▸ **INSTRUCTION**: Count the lines in the records below that contain the string "ribbon", matching case exactly. Reply with the number alone.

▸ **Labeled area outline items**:
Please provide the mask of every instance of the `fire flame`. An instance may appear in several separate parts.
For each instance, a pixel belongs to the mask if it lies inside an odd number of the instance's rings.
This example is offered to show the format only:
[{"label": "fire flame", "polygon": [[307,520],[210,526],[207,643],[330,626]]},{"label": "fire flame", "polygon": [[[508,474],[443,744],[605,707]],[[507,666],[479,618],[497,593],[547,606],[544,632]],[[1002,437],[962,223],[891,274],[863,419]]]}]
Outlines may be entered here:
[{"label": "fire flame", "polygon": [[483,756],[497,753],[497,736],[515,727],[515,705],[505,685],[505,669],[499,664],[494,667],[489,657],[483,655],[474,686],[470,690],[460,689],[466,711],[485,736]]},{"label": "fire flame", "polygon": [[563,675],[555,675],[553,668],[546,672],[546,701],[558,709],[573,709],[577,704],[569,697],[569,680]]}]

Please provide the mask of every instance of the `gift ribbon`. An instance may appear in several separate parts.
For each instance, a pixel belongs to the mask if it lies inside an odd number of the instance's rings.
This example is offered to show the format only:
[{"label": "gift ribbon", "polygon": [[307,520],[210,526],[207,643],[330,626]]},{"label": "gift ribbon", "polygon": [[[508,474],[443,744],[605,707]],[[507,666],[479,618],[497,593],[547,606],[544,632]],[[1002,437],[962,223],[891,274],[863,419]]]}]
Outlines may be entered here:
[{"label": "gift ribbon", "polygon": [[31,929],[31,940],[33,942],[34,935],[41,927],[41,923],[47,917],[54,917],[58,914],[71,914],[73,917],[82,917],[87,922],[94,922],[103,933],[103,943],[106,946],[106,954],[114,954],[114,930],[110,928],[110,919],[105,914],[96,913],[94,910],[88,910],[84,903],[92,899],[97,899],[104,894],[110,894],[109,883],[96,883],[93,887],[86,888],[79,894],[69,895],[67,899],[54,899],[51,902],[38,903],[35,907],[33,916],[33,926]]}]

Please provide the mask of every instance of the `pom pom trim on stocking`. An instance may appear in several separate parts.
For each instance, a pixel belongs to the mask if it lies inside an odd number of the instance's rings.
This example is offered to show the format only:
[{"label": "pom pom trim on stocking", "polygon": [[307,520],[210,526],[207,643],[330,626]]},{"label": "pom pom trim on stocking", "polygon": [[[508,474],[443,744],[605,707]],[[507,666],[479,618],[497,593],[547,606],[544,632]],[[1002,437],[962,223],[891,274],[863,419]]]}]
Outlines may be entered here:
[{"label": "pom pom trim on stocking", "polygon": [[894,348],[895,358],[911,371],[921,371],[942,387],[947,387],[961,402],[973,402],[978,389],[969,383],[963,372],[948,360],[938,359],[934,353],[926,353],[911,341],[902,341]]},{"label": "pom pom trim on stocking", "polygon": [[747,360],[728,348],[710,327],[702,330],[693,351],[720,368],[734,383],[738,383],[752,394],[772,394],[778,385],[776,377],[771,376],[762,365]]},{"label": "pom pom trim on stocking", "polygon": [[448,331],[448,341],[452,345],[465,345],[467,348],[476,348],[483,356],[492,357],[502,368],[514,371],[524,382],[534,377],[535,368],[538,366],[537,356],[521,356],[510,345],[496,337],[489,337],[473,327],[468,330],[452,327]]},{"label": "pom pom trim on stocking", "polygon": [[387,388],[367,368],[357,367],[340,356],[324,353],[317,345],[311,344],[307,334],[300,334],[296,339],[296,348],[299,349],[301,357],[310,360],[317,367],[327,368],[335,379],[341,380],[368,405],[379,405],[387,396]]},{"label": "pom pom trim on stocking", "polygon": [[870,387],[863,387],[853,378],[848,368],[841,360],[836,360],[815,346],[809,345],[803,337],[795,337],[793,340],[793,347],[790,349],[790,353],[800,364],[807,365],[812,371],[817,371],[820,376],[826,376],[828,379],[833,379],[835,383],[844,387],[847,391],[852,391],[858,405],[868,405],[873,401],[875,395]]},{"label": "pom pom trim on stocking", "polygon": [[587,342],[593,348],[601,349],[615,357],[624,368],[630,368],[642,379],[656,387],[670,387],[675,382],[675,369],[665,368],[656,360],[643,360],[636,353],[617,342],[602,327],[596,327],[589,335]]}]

---

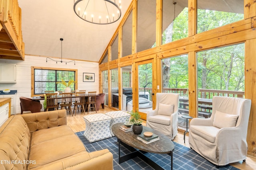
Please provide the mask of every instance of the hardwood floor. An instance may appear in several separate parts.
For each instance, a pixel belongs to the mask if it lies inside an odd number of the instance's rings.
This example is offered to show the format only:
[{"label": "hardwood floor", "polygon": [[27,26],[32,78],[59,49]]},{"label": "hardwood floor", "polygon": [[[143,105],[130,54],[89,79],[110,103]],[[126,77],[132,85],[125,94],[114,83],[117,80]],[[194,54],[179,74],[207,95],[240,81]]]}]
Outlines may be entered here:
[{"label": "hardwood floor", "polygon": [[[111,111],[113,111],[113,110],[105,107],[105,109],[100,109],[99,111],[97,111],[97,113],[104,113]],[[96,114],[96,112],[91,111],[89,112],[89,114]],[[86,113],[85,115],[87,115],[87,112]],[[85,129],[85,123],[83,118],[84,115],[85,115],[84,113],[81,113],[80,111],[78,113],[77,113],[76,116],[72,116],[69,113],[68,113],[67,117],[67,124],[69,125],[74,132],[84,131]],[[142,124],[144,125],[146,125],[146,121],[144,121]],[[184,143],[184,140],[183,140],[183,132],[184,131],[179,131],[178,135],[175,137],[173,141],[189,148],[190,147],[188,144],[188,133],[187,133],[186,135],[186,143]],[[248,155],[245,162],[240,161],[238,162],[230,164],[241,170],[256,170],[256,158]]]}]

▸ **CORRECT RESPONSE**: 3